(REQUEST): From the records below, extract word for word the lines between the line holding "indicate the boat in" and the line holding "column 216, row 293", inclusive, and give nothing else.

* Begin SUPPLIED ENTRIES *

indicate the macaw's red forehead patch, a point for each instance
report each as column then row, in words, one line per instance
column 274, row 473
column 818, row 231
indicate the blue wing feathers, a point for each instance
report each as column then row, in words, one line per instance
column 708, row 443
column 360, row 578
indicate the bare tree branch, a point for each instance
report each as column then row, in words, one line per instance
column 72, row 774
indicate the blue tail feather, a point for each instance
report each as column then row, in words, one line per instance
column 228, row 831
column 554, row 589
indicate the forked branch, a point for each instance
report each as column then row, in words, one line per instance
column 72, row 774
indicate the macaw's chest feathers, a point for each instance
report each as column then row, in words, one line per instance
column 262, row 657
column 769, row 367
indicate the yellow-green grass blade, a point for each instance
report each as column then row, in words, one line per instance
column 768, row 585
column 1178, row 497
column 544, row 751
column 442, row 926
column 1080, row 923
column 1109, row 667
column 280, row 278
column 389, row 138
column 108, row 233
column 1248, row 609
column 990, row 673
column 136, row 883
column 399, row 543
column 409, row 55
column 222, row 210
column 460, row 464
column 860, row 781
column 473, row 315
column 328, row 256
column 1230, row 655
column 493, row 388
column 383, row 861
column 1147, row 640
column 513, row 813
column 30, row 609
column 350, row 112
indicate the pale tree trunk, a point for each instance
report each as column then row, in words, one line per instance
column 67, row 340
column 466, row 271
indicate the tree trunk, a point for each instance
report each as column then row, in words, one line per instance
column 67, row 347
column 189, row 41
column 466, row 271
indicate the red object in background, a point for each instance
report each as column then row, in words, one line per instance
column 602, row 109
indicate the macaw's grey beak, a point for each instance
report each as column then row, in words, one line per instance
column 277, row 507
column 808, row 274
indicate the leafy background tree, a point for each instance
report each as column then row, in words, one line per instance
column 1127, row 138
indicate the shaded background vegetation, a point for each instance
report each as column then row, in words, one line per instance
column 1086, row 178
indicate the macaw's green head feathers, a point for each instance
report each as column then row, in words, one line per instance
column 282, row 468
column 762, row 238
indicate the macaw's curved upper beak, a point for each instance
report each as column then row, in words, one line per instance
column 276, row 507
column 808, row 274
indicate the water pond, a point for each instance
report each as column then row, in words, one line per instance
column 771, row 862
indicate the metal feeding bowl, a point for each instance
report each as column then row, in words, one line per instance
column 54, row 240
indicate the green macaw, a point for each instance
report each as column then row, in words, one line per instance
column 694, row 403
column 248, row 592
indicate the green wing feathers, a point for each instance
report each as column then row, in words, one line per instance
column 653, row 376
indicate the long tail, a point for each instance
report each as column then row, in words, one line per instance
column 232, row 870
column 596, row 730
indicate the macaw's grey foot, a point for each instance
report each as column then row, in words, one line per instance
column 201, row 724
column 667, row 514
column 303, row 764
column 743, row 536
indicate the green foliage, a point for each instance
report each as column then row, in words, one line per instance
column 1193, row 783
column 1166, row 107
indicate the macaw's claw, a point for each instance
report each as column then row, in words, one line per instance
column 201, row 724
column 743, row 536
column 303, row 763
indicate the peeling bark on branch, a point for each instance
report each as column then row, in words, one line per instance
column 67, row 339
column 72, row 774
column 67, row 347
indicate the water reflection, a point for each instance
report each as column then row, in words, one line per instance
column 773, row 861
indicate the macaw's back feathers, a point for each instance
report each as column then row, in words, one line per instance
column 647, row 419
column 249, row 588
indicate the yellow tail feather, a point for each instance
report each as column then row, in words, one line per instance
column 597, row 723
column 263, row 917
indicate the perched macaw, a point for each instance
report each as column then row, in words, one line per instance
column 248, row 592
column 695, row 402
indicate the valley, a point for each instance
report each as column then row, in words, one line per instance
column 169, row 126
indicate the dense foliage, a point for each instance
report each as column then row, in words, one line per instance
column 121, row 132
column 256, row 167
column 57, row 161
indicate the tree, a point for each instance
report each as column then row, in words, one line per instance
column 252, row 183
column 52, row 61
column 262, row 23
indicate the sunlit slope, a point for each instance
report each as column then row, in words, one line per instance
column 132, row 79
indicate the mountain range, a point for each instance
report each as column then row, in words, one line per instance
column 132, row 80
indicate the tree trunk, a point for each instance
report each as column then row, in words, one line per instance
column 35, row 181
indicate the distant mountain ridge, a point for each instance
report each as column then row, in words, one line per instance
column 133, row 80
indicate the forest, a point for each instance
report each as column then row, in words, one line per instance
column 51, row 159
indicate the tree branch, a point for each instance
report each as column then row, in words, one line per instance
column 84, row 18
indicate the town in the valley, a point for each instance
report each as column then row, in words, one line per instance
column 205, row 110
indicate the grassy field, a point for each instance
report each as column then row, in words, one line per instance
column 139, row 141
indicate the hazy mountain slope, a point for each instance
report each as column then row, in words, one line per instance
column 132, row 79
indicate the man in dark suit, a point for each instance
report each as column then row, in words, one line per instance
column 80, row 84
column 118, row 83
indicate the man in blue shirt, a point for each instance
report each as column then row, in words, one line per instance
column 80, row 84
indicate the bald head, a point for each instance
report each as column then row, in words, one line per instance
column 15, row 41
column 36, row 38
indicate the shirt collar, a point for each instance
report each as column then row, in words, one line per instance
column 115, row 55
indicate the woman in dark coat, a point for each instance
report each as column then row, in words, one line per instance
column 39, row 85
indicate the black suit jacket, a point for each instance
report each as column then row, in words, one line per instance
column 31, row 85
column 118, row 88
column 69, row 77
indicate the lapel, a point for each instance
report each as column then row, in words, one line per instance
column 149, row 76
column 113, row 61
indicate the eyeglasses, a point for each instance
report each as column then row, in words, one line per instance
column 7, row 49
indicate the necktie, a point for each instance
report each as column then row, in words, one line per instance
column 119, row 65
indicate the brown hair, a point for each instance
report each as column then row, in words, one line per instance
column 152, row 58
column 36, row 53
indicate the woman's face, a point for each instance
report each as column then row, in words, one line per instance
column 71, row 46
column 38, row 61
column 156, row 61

* End SUPPLIED ENTRIES *
* Begin SUPPLIED ENTRIES *

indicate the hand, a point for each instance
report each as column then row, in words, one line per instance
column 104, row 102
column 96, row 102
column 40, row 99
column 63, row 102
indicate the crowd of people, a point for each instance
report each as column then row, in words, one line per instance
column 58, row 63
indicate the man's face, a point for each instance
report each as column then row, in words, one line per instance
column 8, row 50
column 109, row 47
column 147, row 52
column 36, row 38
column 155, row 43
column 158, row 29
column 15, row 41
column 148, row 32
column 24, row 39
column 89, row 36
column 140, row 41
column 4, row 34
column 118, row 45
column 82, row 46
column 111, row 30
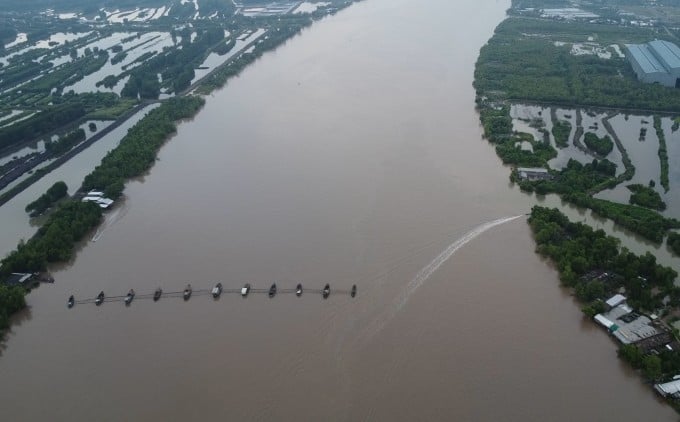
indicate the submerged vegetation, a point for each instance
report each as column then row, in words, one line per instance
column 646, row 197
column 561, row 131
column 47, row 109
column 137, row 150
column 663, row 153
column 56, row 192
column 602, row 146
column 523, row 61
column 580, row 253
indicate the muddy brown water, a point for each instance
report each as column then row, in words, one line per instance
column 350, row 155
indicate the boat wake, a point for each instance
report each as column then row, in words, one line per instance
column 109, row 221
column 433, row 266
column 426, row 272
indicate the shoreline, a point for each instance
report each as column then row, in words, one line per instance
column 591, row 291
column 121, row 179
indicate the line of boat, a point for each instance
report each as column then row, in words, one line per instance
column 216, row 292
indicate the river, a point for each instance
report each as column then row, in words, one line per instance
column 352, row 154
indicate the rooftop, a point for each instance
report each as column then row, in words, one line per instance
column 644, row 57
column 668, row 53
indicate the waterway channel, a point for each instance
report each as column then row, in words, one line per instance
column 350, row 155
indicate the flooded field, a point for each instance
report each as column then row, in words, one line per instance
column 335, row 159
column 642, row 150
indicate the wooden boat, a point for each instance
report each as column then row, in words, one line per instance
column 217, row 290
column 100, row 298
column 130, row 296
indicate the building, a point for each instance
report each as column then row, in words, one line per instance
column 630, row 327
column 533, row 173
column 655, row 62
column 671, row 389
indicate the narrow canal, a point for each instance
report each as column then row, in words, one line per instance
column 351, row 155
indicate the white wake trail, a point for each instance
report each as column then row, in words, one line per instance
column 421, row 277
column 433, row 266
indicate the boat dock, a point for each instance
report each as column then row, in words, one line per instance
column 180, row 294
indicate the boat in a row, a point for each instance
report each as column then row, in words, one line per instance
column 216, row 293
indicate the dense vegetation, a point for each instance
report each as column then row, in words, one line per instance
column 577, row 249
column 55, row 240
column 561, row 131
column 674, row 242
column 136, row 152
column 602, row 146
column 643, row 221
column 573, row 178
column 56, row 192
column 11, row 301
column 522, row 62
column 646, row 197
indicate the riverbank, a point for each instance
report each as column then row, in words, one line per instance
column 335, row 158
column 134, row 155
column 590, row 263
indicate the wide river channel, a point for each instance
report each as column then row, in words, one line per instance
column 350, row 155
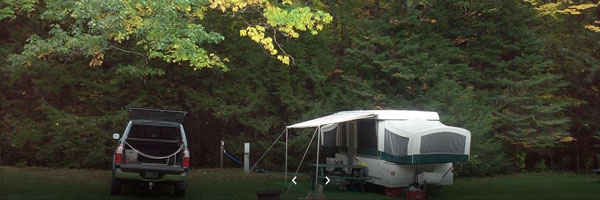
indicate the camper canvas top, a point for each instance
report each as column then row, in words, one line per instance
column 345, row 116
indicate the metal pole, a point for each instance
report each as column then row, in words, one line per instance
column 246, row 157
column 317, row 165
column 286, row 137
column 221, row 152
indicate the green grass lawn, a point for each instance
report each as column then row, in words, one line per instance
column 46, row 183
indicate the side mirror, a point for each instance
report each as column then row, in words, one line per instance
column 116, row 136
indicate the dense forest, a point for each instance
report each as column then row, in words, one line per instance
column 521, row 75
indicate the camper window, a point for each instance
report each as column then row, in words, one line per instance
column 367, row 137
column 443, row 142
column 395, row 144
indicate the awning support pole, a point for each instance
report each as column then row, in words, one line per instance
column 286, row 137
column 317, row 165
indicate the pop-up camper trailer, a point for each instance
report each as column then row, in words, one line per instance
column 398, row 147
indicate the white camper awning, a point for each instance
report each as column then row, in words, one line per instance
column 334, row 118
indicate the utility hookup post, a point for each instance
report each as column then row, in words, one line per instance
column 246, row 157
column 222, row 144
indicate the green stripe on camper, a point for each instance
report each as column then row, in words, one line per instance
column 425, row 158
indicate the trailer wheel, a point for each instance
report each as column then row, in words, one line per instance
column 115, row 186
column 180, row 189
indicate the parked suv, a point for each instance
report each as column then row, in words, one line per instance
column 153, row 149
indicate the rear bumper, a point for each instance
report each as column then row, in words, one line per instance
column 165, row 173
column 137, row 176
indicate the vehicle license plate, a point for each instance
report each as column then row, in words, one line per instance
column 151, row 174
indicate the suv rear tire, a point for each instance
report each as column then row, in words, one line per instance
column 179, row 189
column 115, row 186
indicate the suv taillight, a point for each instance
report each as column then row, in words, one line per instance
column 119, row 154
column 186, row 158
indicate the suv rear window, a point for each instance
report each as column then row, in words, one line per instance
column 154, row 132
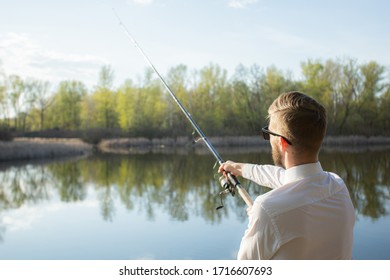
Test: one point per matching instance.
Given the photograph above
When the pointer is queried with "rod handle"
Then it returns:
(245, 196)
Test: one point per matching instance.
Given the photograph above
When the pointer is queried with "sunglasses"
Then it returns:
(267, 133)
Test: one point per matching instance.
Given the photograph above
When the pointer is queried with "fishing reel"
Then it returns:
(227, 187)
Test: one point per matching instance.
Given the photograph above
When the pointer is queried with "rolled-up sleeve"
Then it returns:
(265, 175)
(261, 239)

* End SUPPLIED ENTRIES *
* Begin SUPPLIED ENTRIES *

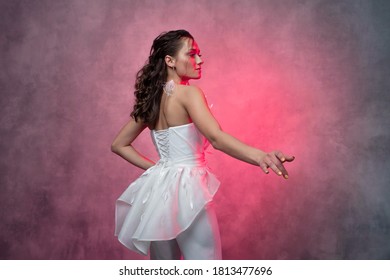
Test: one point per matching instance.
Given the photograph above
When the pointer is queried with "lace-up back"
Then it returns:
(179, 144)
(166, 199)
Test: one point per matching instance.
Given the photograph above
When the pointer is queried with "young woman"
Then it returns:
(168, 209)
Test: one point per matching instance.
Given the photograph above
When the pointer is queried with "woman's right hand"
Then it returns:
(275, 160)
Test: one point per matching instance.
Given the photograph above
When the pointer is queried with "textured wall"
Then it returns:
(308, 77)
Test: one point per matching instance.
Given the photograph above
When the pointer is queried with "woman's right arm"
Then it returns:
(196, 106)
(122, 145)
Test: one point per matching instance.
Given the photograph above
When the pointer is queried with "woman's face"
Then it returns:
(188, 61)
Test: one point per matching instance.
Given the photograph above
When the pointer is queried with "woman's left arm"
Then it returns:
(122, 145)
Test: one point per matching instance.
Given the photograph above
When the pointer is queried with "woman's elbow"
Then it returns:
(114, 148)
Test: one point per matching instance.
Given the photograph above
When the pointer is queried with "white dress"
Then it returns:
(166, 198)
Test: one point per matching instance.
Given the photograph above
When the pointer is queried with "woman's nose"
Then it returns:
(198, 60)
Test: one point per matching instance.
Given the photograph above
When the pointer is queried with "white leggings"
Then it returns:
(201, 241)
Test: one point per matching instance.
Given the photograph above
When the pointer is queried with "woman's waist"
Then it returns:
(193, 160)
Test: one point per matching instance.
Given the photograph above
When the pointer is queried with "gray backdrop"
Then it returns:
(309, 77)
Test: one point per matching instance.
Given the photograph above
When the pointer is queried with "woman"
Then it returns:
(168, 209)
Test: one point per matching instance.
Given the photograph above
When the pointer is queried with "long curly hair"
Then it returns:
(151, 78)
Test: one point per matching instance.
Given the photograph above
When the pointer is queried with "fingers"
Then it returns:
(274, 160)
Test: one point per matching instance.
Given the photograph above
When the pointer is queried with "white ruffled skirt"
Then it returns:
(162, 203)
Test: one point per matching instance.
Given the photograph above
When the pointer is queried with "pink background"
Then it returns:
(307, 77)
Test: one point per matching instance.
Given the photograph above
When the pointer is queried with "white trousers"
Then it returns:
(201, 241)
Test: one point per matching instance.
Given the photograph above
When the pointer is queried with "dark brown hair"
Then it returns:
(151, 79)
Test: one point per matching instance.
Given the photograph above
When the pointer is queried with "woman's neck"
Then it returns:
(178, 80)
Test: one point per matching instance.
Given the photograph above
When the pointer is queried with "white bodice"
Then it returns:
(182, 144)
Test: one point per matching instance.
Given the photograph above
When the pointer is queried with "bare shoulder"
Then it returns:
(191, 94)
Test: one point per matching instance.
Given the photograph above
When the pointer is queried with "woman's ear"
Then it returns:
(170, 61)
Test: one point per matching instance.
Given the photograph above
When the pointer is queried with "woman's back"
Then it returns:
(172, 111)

* End SUPPLIED ENTRIES *

(FULL OUTPUT):
indicate the boat in a row, a point for each instance
report each as column then row, in words, one line per instance
column 216, row 293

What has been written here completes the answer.